Têtue ? Vous avez dit têtue ? Parce que oui, j’ai continué ! Alors voilà mon premier ressenti, « c’est chiant, mais pourquoi pas ? » 😀

Et vous savez quoi ? Bah je ne suis pas déçue 🙂
En effet, une fois dedans, ce livre est plutôt pas mal du tout, en fait ! Déjà parce que la partie monologue, c’est tout simplement une mise en place du contexte et du ressenti du protagoniste : indispensable à la suite. Un vrai jeu d’échecs dans lequel tout est dit. De l’amertume d’une vie banale et sans surprise, une envie de changement mais sans savoir lequel, une routine installée, ni heureuse ni malheureuse. Un type ni bon ni mauvais, juste un gars ordinaire, avec une famille ordinaire et une vie ordinaire.

Quelle surprise quand l’intrigue d’Alexandre Clément se développe

En effet, au premier abord, j’aurais dit « ça prend trop de temps ». Pourtant, une fois les fameuses pages passées (ce qui a pris le plus de temps dans ma lecture), j’ai fini le reste quasi d’une traite.

Pourquoi ? Parce que l’auteur a su intelligemment poser les pièces là où ça fait mal. Sans le vouloir, sans parfois même m’en rendre compte, j’ai suivi le protagoniste dans son dérapage incontrôlé, dans sa « deuxième chance ».

C’est en tout cas ce que j’ai pensé au début…

Ensuite viennent s’ajouter au récit les joies des fractures socio-culturelles, les différentes façons de penser mais aussi de vivre… Je ne pourrais pas dire si ce que j’ai lu est véridique, et honnêtement, je m’en fiche. Ce qui est intéressant dans ce livre, c’est la critique que j’y ai puisée. J’ai vu ici une critique sociale, une critique politique, une critique judiciaire…

Je n’aurais pas la prétention de dire que je sais que c’est le message que l’auteur a voulu faire passer ou non, mais ce que j’en ai compris m’a plus en ce sens, alors je vais le garder 🙂

Critique, vous avez dit critique ?

**VOTRE TÂCHE**
Poursuivez l'avis de lecture sur le livre d'Alexandre Clément à partir de sa dernière phrase. Le matériel fourni ne joue aucun rôle ici.

**MATÉRIEL FOURNI**
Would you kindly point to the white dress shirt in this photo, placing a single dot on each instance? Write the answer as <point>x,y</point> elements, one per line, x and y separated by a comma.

**LE RÉSULTAT**
En effet, j’ai d’abord vu évoluer des gens différents de moi et, dans les descriptions crues, la première question qui m’est venue a été « non mais, qu’est-ce que c’est que ça ? ». Comme un jugement malgré moi, un sentiment qui m’a fait m’énerver toute seule, comme une grande.

Au fil des pages, les idées prennent forme et je me dis qu’au final, même si on ne le fait pas de la même manière, on a tous un truc ou deux qu’on voudrait changer dans notre vie, alors pourquoi pas comme ça ? On part d’une famille « banale » de prolétaires pour arriver dans les bas-fonds anarchiques d’un quartier reculé. Et si au milieu de tout ça, on retrouvait une humanité hors pair ?

Alors voilà, le caillou dans le rouage, c’est le vol du camion. Mais l’histoire est bien moins banale qu’elle ne pourrait sembler. En effet, on avance sur un chemin tortueux nous entraînant au travers d’une justice fatiguée (volontairement ou non), d’un quartier qui se meurt, et des gens qui attendent de manière différente… la fin.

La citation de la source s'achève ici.